Reproduce every one of the records below line for line, changing nothing.

====== Supplied information

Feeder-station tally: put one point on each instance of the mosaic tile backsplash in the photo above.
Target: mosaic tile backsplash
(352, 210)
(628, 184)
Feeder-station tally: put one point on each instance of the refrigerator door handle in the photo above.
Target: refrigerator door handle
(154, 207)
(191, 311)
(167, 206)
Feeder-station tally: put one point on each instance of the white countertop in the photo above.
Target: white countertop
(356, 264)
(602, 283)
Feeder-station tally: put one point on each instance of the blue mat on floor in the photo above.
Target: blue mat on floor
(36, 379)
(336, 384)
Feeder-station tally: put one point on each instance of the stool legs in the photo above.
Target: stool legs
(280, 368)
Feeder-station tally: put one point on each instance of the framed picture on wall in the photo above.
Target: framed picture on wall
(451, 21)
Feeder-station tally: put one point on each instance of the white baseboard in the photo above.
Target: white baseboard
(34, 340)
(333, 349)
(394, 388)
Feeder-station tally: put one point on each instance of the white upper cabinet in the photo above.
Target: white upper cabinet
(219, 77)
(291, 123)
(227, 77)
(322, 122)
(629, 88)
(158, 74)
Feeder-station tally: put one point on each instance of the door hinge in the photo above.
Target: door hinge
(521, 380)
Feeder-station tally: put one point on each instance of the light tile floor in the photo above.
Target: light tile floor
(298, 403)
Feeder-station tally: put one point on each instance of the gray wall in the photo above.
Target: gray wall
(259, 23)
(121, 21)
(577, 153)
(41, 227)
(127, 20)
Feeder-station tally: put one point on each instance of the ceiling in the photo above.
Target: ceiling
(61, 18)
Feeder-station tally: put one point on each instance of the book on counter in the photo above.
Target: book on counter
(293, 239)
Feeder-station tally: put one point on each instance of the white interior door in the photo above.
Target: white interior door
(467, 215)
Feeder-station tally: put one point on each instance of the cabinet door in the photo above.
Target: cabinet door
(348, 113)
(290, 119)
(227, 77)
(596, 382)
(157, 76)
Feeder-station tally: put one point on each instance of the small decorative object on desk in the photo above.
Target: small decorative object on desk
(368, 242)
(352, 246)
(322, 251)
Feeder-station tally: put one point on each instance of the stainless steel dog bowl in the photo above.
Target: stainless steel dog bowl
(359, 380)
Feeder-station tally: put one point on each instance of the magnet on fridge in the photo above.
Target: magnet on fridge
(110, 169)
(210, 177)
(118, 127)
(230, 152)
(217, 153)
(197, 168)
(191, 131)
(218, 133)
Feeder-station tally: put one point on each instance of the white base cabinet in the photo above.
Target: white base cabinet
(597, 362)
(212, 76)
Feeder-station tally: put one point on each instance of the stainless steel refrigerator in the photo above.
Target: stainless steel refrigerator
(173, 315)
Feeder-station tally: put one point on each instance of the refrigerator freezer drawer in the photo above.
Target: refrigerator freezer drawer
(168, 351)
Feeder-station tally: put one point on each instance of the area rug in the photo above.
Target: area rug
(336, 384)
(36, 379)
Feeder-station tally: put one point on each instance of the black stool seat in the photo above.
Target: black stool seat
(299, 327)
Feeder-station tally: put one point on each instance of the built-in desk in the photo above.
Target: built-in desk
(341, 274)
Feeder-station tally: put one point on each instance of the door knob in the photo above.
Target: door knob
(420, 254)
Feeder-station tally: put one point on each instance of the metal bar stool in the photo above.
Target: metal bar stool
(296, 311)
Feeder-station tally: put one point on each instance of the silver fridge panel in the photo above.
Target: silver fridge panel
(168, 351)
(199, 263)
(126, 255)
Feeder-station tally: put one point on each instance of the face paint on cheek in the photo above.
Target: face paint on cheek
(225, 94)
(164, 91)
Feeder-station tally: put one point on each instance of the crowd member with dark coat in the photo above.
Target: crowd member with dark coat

============

• Exercise answer
Feeder-station tally: put one point on each instance of the mosaic tile backsplash in the photo above.
Target: mosaic tile backsplash
(352, 210)
(628, 184)
Feeder-station tally: put one point on each instance of the refrigerator door handle in the photo above.
Target: refrigerator door handle
(154, 207)
(191, 311)
(167, 206)
Feeder-station tally: put one point on each instance of the white countertop in the photo above.
Target: white countertop
(356, 264)
(602, 283)
Feeder-station tally: put one point on each instance of the blue mat on floor in the photo above.
Target: blue mat on floor
(36, 379)
(336, 384)
Feeder-station tally: put one point on each instance of the stool legs in the photo above.
Target: stool legs
(280, 368)
Feeder-station tally: put one point on each instance of the framed picture on wall in the photo above.
Target: framed picture on wall
(451, 21)
Feeder-station tally: put one point on each instance of the white baseboard in the photo above.
Target: white baseboard
(34, 340)
(333, 349)
(394, 388)
Feeder-station tally: put one point on each instance of the white upper cabinet in the photo above.
Target: white upper cabinet
(219, 77)
(291, 123)
(227, 77)
(322, 122)
(629, 88)
(158, 74)
Feeder-station tally: put one point on each instance of the door hinge in the photo above.
Target: door hinge
(521, 380)
Feeder-station tally: put one point on each instance of the light tile floor in the photo above.
Target: light tile floor
(298, 403)
Feeder-station tally: put one point on each instance of the gray wall in the photo above.
Target: gray wall
(259, 23)
(121, 21)
(577, 153)
(41, 227)
(127, 20)
Feeder-station tally: put one point on each instance of the ceiling in the photo above.
Target: ceiling
(61, 18)
Feeder-station tally: put one point on each instance of the book on counter in the photo above.
Target: book on counter
(293, 239)
Feeder-station tally: put one point on each instance of the white interior door in the photo above.
Target: white interior door
(467, 215)
Feeder-station tally: put one point on each instance of the cabinet door in the photo above.
Target: cabinet door
(348, 113)
(290, 119)
(227, 77)
(596, 382)
(157, 76)
Feeder-station tally: put one point on each instance of the small decorative object on desk in the photo above.
Target: small decorative object on desk
(368, 242)
(352, 246)
(322, 251)
Feeder-station tally: put one point on each instance of the stainless steel dog bowl in the photo above.
Target: stainless steel dog bowl
(359, 380)
Feeder-station tally: put one point on each instance of the magnet on fridge in the photo above.
Target: magnet on fridge
(110, 169)
(210, 177)
(118, 127)
(230, 152)
(217, 153)
(197, 168)
(191, 131)
(218, 133)
Feeder-station tally: put one point on each instance of the white base cabinet in the photo above.
Target: white base cabinet
(597, 362)
(212, 76)
Feeder-station tally: put one point on each instance of the stainless steel refrigerator in the photo above.
Target: stainless steel refrigerator
(173, 315)
Feeder-station tally: put one point on each instance of the refrigerator freezer drawer in the photo above.
Target: refrigerator freezer drawer
(168, 351)
Feeder-station tally: put one point on each instance of the area rug in the photo above.
Target: area rug
(336, 384)
(36, 379)
Feeder-station tally: put one point on each instance of the black stool seat in the photo above.
Target: black stool seat
(299, 327)
Feeder-station tally: put one point on each instance of the built-in desk in the photo above.
Target: built-in desk
(341, 274)
Feeder-station tally: put one point on each instance of the door knob in the photo above.
Target: door knob
(420, 254)
Feeder-station tally: put one point on each instance of the metal bar stool in the photo above.
Target: metal bar stool
(296, 311)
Feeder-station tally: put one point on each instance of the silver fridge panel in the photo above.
Target: silver fridge panel
(168, 351)
(199, 263)
(126, 255)
Feeder-station tally: put one point on each instance of the face paint on cheek in the photo above.
Target: face paint on cheek
(225, 94)
(164, 91)
Feeder-station tally: put one point on each instance of the crowd member with dark coat in the photo above.
Target: crowd member with dark coat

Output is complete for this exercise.